Page excerpt:
++++++
The historical record shows conclusively, we think, that the society which adopted the Constitution did not regard statutes of limitations as substantive provisions, akin to the rules governing the validity and effect of contracts, but rather as procedural restrictions fashioned by each jurisdiction for its own courts. As Chancellor Kent explained in his landmark work, 2 J. Kent, Commentaries on American Law 462-463 (2d ed. 1832): “The period sufficient to constitute a bar to the litigation of sta[l]e demands, is a question of municipal policy and regulation, and one which belongs to the discretion of every government, consulting its own interest and convenience.”
Unable to sustain the contention that under the original understanding of the Full Faith and Credit Clause statutes of limitations would have been considered substantive, petitioner argues that we should apply the modern understanding that they are so. It is now agreed, petitioner argues, that the primary function of a statute of limitations is to balance the competing substantive values of repose and vindication of the underlying right; and we should apply that understanding here, as we have applied it in the area of choice of law for purposes of federal diversity jurisdiction, where we have held that statutes of limitations are substantive, see Guaranty Trust Co. v. York, 326 U. S. 99 (1945).
++++++
Instructions:
1: Answer these questions from the passage on statutes of limitations:
(a) Which work by Chancellor Kent does it quote?
(b) According to petitioner, what competing values does a statute of limitations balance?
(c) Which case is cited as holding that statutes of limitations are substantive for federal diversity jurisdiction?
2: Please write the next part of the passage on statutes of limitations, picking up right after its final sentence.
The data below has no connection to the passage on statutes of limitations.

Source data:
++++++
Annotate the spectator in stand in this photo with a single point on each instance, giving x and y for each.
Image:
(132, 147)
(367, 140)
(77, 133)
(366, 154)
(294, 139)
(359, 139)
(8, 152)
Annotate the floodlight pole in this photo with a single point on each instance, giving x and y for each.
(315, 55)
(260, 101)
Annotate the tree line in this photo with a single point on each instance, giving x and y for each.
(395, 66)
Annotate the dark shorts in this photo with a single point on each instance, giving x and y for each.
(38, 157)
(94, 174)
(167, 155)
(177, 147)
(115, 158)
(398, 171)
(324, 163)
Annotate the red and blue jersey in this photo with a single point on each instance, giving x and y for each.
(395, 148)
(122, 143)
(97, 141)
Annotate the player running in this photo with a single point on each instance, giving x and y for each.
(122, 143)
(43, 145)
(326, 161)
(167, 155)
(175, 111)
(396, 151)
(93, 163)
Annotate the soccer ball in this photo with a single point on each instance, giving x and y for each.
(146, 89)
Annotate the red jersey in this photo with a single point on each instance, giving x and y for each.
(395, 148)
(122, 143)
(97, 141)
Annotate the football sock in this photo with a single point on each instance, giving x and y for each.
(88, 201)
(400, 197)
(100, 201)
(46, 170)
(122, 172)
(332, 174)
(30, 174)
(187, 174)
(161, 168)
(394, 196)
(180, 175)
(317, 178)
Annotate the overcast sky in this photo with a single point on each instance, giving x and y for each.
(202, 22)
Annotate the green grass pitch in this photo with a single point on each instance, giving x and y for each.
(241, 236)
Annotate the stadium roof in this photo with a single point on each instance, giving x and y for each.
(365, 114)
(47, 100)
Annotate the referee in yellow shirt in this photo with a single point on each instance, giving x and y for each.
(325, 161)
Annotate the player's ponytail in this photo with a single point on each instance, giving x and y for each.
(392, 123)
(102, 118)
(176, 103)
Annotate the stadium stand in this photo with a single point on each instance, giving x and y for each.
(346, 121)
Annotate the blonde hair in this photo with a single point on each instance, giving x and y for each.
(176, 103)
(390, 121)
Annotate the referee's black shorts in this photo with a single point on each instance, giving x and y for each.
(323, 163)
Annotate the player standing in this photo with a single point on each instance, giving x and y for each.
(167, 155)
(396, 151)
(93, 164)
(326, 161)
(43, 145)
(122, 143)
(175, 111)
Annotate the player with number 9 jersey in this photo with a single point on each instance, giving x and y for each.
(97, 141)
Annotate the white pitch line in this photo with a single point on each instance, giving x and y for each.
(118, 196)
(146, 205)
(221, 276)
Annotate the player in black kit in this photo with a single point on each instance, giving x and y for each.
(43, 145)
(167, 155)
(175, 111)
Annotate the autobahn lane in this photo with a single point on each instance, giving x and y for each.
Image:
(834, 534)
++++++
Response list:
1:
(a) Commentaries on American Law (2 J. Kent, Commentaries on American Law 462-463, 2d ed. 1832).
(b) Repose and vindication of the underlying right.
(c) Guaranty Trust Co. v. York, 326 U. S. 99 (1945).

2:
To address the last point first: Guaranty Trust itself rejects the notion that there is an equivalence between what is substantive under the Erie doctrine and what is substantive for purposes of conflict of laws. 326 U. S., at 108. Except at the extremes, the terms “substance” and “procedure” precisely describe very little except a dichotomy, and what they mean in a particular context is largely determined by the purposes for which the dichotomy is drawn. In the context of our Erie jurisprudence, see Erie R. Co. v. Tompkins, 304 U. S. 64 (1938), that purpose is to establish (within the limits of applicable federal law, including the prescribed Rules of Federal Procedure) substantial uniformity of predictable outcome between cases tried in a federal court and cases tried in the courts of the State in which the federal court sits. See Guaranty Trust, supra, at 109; Hanna v. Plumer, 380 U. S. 460, 467, 471-474 (1965). The purpose of the substance-procedure dichotomy in the context of the Full Faith and Credit Clause, by contrast, is not to establish uniformity but to delimit spheres of state legislative competence. How different the two purposes (and hence the appropriate meanings) are is suggested by this: It is never the case under Erie that either federal or state law — if the two differ — can properly be applied to a particular issue, cf. Erie, supra, at 72-73;. but since the legislative jurisdictions of the States overlap, it is frequently the case under the Full Faith and Credit Clause that a court can lawfully apply either the law of one State or the contrary law of another, see Shutts III, 472 U. S., at 823 (“[I]n many situations a state court may be free to apply one of several choices of law”). Today, for example, we do not hold that Kansas' must apply its own statute of limitations to a claim governed in its substance by another State’s law, but only that it may.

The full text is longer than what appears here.